Keep to one stretch of the data below, the lines from the one with "find mossy rock" up to and including the one with "find green leaf", and return that stretch exactly.

* **Source data**:

[Start of Attachment]

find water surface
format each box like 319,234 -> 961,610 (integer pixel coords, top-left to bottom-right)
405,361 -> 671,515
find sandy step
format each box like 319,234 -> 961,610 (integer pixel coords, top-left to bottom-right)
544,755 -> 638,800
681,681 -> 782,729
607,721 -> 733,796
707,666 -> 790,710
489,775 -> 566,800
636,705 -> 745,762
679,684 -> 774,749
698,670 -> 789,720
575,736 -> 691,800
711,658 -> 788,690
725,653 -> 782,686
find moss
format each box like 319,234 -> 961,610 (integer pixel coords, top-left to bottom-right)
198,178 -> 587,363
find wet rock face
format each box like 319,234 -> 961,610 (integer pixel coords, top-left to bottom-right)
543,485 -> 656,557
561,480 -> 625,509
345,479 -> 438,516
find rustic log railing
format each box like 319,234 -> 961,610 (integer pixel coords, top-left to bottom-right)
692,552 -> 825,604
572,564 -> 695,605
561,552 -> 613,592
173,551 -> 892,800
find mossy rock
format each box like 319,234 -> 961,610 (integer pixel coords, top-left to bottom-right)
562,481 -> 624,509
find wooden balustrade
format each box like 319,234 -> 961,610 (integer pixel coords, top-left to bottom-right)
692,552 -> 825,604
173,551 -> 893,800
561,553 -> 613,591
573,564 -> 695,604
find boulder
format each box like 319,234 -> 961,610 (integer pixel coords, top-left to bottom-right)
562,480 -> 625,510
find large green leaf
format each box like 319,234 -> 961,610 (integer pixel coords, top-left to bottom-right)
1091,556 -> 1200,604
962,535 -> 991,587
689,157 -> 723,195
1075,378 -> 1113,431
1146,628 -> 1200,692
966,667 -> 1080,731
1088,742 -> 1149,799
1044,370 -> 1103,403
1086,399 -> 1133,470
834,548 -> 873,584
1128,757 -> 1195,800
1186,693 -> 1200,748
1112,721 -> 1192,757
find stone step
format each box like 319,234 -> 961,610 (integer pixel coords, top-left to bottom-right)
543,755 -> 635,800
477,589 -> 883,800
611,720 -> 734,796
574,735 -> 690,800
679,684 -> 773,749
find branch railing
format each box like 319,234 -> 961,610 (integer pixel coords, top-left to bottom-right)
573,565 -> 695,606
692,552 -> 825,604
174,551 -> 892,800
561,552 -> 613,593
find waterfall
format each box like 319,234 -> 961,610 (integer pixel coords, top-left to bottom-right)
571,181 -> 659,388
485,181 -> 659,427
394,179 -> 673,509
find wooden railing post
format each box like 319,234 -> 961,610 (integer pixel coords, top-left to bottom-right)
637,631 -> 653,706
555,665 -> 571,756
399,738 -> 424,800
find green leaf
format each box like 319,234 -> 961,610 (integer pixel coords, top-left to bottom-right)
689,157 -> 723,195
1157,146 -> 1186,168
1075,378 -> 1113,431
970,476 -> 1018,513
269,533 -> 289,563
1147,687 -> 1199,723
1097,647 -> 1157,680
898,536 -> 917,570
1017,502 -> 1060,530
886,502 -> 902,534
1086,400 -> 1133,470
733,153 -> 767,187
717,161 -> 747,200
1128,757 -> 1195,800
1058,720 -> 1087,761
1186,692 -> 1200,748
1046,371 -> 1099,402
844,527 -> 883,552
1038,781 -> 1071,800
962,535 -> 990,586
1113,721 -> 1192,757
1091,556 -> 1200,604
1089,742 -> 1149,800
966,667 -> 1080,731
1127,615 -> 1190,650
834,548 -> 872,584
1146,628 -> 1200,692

[End of Attachment]

* **Solution to the exercise**:
find mossy rock
format each box like 319,234 -> 961,610 (integer pixel coords, top-left to bottom-right)
562,481 -> 624,509
find wooden balustrade
format each box like 319,234 -> 961,610 (integer pixel coords, top-left to bottom-right)
692,552 -> 825,604
173,551 -> 893,800
561,553 -> 613,591
573,564 -> 695,604
find boulder
format each box like 319,234 -> 961,610 (integer pixel coords, top-left to bottom-right)
562,480 -> 625,510
find large green leaf
format each box like 319,234 -> 961,610 (integer pixel coords, top-left to bottom-right)
1091,556 -> 1200,604
962,535 -> 991,587
689,157 -> 723,195
1075,378 -> 1113,431
1146,628 -> 1200,692
966,667 -> 1080,731
1088,742 -> 1149,799
1044,370 -> 1103,403
1086,399 -> 1133,470
834,548 -> 873,584
1128,757 -> 1195,800
1186,693 -> 1200,748
1112,721 -> 1192,757
find stone step
format each box like 319,234 -> 961,610 (integer pixel coords, top-left to bottom-right)
543,755 -> 635,800
477,589 -> 883,800
611,720 -> 734,796
574,735 -> 690,800
679,684 -> 773,749
find branch railing
format each box like 319,234 -> 961,610 (integer pixel coords, top-left to bottom-right)
573,565 -> 695,606
692,552 -> 825,604
174,551 -> 892,800
561,552 -> 613,593
find waterfall
format each box like 319,234 -> 961,610 (integer pixel coords, top-left to bottom-right)
571,181 -> 659,388
485,181 -> 659,427
394,179 -> 673,509
find wooden railing post
format each box like 319,234 -> 961,610 (integer pixel coords, top-left to bottom-right)
637,631 -> 653,706
555,665 -> 571,756
399,738 -> 424,800
find green leaf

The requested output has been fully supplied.